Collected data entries
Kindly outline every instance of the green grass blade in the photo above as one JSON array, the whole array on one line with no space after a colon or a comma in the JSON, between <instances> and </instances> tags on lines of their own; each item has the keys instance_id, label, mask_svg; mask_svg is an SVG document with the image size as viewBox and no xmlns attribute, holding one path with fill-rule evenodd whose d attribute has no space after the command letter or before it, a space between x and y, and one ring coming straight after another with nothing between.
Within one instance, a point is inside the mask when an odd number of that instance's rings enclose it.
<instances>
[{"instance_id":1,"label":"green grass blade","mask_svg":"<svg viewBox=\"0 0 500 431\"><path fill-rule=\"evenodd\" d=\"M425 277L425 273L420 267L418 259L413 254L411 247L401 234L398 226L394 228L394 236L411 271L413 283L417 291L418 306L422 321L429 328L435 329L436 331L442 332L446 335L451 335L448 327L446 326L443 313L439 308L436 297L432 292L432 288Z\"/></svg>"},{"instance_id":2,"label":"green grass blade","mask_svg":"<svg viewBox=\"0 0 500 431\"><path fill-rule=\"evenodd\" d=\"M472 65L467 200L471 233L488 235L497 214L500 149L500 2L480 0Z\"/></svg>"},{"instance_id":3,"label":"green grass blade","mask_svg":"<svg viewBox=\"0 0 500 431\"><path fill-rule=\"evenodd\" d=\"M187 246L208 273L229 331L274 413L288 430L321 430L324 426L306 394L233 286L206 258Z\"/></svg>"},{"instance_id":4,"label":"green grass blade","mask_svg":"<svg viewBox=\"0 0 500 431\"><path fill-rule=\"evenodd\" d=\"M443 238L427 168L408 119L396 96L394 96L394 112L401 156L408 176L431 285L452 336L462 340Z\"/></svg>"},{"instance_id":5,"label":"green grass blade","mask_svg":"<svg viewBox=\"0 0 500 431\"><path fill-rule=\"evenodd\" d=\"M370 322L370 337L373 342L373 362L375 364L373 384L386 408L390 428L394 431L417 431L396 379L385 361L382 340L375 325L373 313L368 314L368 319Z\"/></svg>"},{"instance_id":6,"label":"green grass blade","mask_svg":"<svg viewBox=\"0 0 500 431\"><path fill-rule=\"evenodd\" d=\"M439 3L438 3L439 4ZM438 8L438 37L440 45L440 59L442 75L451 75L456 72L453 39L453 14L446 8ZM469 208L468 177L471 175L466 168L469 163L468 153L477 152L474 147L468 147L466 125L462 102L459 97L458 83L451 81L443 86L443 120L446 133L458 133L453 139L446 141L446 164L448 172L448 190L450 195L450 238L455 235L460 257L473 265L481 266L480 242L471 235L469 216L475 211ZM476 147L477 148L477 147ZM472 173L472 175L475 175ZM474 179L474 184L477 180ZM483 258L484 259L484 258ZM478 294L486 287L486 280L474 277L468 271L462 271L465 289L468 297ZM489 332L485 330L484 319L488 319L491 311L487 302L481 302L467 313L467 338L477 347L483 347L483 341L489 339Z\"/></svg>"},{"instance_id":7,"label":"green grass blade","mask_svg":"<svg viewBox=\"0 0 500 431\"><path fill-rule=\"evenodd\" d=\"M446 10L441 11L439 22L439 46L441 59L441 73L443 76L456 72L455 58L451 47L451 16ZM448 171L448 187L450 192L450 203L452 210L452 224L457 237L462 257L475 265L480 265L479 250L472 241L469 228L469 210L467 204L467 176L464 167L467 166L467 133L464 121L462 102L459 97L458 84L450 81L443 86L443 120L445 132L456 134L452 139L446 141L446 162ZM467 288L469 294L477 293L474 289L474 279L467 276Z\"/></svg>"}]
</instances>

**ACTION ITEM**
Repeat the data. Every word must match.

**EXERCISE ANSWER**
Kindly outline every instance of the green grass blade in the photo above as one JSON array, the whole array on one line with no space after a colon or a comma in the JSON, between <instances> and </instances> tags on lines of their own; each item has the keys instance_id, label, mask_svg; mask_svg is an SVG document with the image size as viewBox and no xmlns attribute, holding one path with fill-rule evenodd whose d attribute has no space after the command letter or before it, a space between x and y, and one ring coming straight after another with nothing between.
Within one instance, a point is inside the mask when an odd number of that instance's rings enclose it.
<instances>
[{"instance_id":1,"label":"green grass blade","mask_svg":"<svg viewBox=\"0 0 500 431\"><path fill-rule=\"evenodd\" d=\"M425 277L425 273L420 267L418 259L413 254L411 247L401 234L398 226L394 228L394 236L411 271L413 283L417 291L418 306L422 321L429 328L435 329L436 331L442 332L446 335L451 335L448 327L446 326L443 313L439 308L436 297L432 292L432 288Z\"/></svg>"},{"instance_id":2,"label":"green grass blade","mask_svg":"<svg viewBox=\"0 0 500 431\"><path fill-rule=\"evenodd\" d=\"M472 65L467 200L471 233L488 235L497 214L500 149L500 2L480 0Z\"/></svg>"},{"instance_id":3,"label":"green grass blade","mask_svg":"<svg viewBox=\"0 0 500 431\"><path fill-rule=\"evenodd\" d=\"M187 246L208 273L229 331L274 413L288 430L321 430L324 426L306 394L233 286L206 258Z\"/></svg>"},{"instance_id":4,"label":"green grass blade","mask_svg":"<svg viewBox=\"0 0 500 431\"><path fill-rule=\"evenodd\" d=\"M443 238L427 168L408 119L396 96L394 96L394 112L401 156L408 176L431 285L452 336L462 340Z\"/></svg>"},{"instance_id":5,"label":"green grass blade","mask_svg":"<svg viewBox=\"0 0 500 431\"><path fill-rule=\"evenodd\" d=\"M370 322L370 337L373 342L373 362L375 364L373 384L386 408L390 428L394 431L417 431L396 379L385 361L382 340L375 325L373 313L368 314L368 319Z\"/></svg>"},{"instance_id":6,"label":"green grass blade","mask_svg":"<svg viewBox=\"0 0 500 431\"><path fill-rule=\"evenodd\" d=\"M439 3L438 3L439 4ZM438 8L438 37L440 45L440 59L442 75L451 75L456 72L453 39L453 14L446 8ZM469 208L468 177L471 175L466 168L469 163L468 153L477 152L474 147L468 147L466 125L462 102L459 97L458 83L451 81L443 86L443 120L446 133L458 133L453 139L446 141L446 164L448 172L448 190L450 195L450 238L455 235L460 257L473 265L481 266L480 242L471 235L469 216L475 211ZM476 147L477 148L477 147ZM472 173L472 175L475 175ZM474 179L474 184L477 180ZM483 258L484 259L484 258ZM478 294L486 287L486 280L474 277L468 271L462 271L465 289L468 297ZM489 332L485 330L484 319L488 319L491 311L487 302L481 302L467 313L467 338L477 347L483 347L483 341L489 339Z\"/></svg>"},{"instance_id":7,"label":"green grass blade","mask_svg":"<svg viewBox=\"0 0 500 431\"><path fill-rule=\"evenodd\" d=\"M446 10L441 11L439 22L439 46L441 59L441 73L443 76L456 72L455 58L451 47L451 16ZM448 171L448 187L450 192L450 203L452 210L452 224L457 237L462 257L475 265L480 265L479 250L472 241L469 228L469 210L467 204L467 176L464 167L467 166L467 133L464 121L462 102L459 97L458 84L450 81L443 86L443 120L445 132L456 134L452 139L446 141L446 162ZM467 288L469 294L477 293L474 289L474 279L467 276Z\"/></svg>"}]
</instances>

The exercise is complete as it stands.